[STATED EXERCISE 1]: According to the article on New Atheism, after what events did the movement arise or gain popularity?
[STATED EXERCISE 2]: Carry on the article on New Atheism from the point where it stops.

The term ‘New Atheist’ is beginning to get a bit old already. It is still relatively new, chronologically, at least in relation to centuries of classical atheists. The movement seems to have arisen, or at least gained popularity, after the events of 9/11 (2001) in the USA. It was characterized by a shift towards the use of rhetoric, emotion, fear, and embodied very ‘religious’ type behaviors (some argue mirroring religious fundamentalists), despite the often claimed ‘reason’ branding.
However, in more scholarly circles (even among atheists, humanists, and skeptics), New Atheism has started to fade as it has become recognized that the tactic, while stirring up the core base, hasn’t been so effective beyond that. That said, there is little doubt it has had an impact on society in general.
A new strategy
A couple of recent movements have dropped much of the vitriol of atheists like Richard Dawkins, and have exchanged it for some new strategies. The reason I want to highlight these movements, is that I believe they present a real challenge, not so easily countered. They, in fact, utilize the strategies many in Christian apologetics employ, and often target the same audiences: the mushy middle and the unequipped Christian.
Peter Boghossian – The battle for mind
You might have heard of Peter Boghossian recently, as Christian apologist Tom Gilson has written a response to Peter’s book, A Manual for Creating Atheists. Tom has been on a number of popular apologetics programs, (1) Reasonable Atheists and Reasonable Believers Are Targeting the Same Group, Tom Gilson – Answering Atheist Tactics (January 7, 2014), Couldn’t find a link via CrossExamined.org, but Tom writes about it here. discussing his own response, Peter Boghossian, Atheist Tactician: What He Gets Right, (Some of) What He Gets Wrong, and How Christians Must Respond. You can actually get this e-book for free at Tom’s website, or through Amazon.

[SOURCE DATA]:
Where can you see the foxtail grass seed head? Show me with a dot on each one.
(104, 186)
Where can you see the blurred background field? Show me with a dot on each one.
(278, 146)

[FINAL RESULT 1]: It arose or gained popularity after the events of 9/11 (2001) in the USA.

[FINAL RESULT 2]:
I heard Peter speak back in October 2013 on a skeptic’s podcast I listen to, The Malcontent’s Gambit. While I feel Boghossian got a number of things wrong when he started talking about Christianity, such as his definition of faith, he gets a lot of things right as well. Despite our differences, I found myself really liking the guy and agreeing quite often. For example, he rightly critiques what he calls the ‘affinity ghettos’ of the contemporary academic left. He concludes (rightly) that this damages his efforts to promote truth, just as I feel it does my own. He says that the move in tolerance of people to tolerance of ideas, has been devastating. Amen! However, he also concludes that this allows ‘faith’ ideas to flourish, which he sees as false. This is called epistemic relativism, and we should join hands with Boghossian in defeating it. How often have we heard Christian apologists such as Greg Koukl speak on this topic?
He also laments the loss of civility in discourse, as well as the censorship happening all over the country (and world) on debate over various topics and ideas. He mentions a recent attempt to have a campus debate on a matter related to Islam, and notes that it was the leftists screaming about it, not the Muslims. He says this is so condescending to the Muslims, failing to fairly engage their ideas.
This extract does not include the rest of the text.